--- Data for this task ---
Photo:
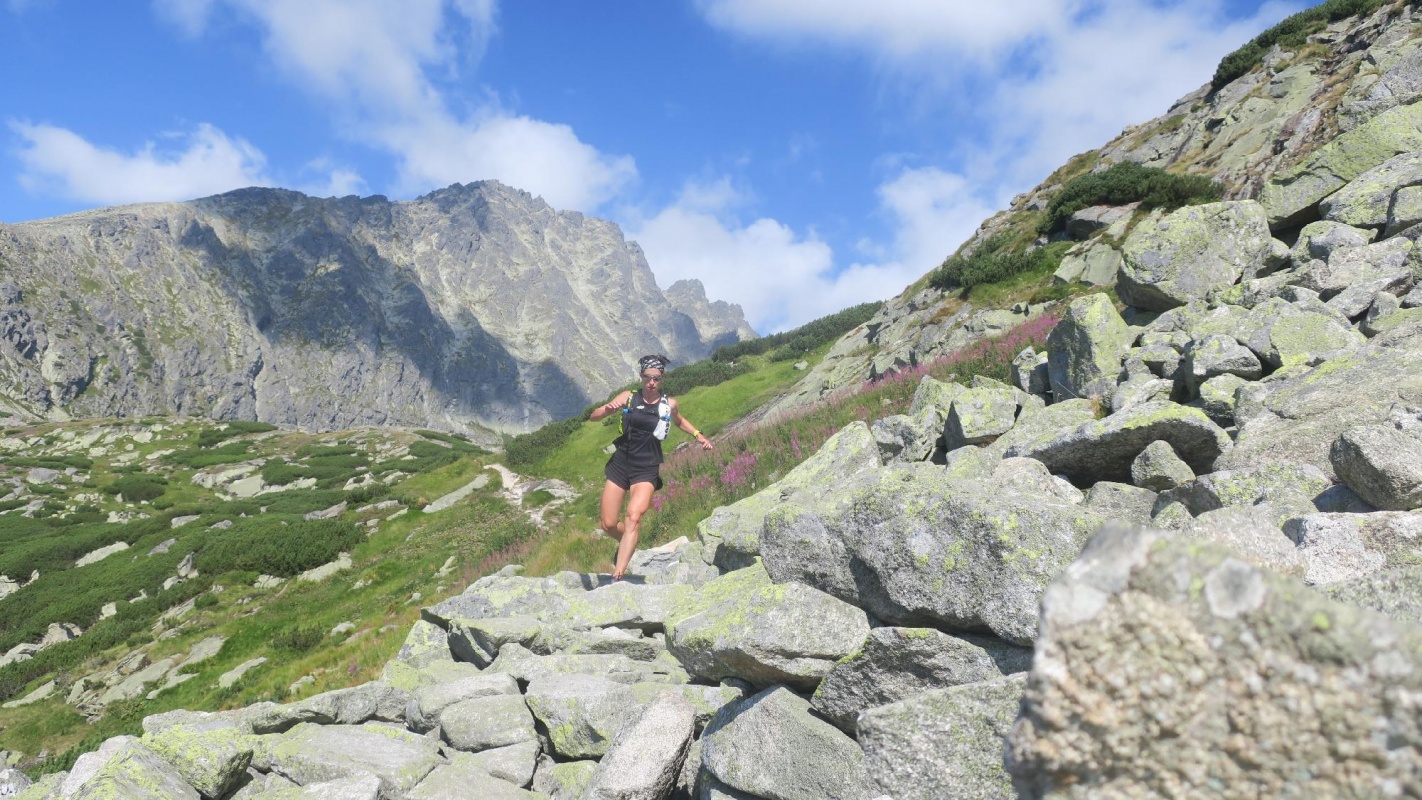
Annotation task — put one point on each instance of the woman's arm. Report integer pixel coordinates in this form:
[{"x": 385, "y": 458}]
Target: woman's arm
[
  {"x": 686, "y": 425},
  {"x": 610, "y": 407}
]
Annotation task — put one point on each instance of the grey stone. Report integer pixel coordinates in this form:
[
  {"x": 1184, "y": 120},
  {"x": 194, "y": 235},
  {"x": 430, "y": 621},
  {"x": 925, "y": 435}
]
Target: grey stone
[
  {"x": 1341, "y": 547},
  {"x": 1219, "y": 355},
  {"x": 1121, "y": 502},
  {"x": 646, "y": 758},
  {"x": 1382, "y": 465},
  {"x": 943, "y": 742},
  {"x": 582, "y": 712},
  {"x": 1192, "y": 250},
  {"x": 313, "y": 753},
  {"x": 482, "y": 723},
  {"x": 731, "y": 534},
  {"x": 1153, "y": 651},
  {"x": 744, "y": 625},
  {"x": 1159, "y": 469},
  {"x": 771, "y": 746},
  {"x": 917, "y": 546},
  {"x": 1084, "y": 350},
  {"x": 1107, "y": 448},
  {"x": 900, "y": 662},
  {"x": 980, "y": 415}
]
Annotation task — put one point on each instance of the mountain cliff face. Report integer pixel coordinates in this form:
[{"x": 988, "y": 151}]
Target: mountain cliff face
[
  {"x": 471, "y": 309},
  {"x": 1243, "y": 134}
]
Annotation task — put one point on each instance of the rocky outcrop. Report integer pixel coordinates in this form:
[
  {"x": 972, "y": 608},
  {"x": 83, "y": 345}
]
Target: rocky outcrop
[{"x": 334, "y": 313}]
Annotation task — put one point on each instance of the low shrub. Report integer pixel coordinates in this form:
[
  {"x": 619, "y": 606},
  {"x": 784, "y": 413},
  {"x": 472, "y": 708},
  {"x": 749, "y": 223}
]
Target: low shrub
[
  {"x": 1290, "y": 33},
  {"x": 1128, "y": 182}
]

--- To be done ---
Copy out the lines word for word, beginning with the line that contains "of the rocky" and continuing through the final line of the records.

--- The completed task ---
Annotation task — put one point on each instance of the rocky outcrop. Report integer pixel coordinates in this form:
[
  {"x": 972, "y": 608},
  {"x": 83, "y": 345}
]
Target: rocky outcrop
[{"x": 334, "y": 313}]
Annotation task — put one point on each instance of the low shrub. Report integer pixel coordinates in this form:
[
  {"x": 619, "y": 606},
  {"x": 784, "y": 413},
  {"x": 472, "y": 708},
  {"x": 749, "y": 223}
]
Target: low shrub
[
  {"x": 1290, "y": 33},
  {"x": 1128, "y": 182}
]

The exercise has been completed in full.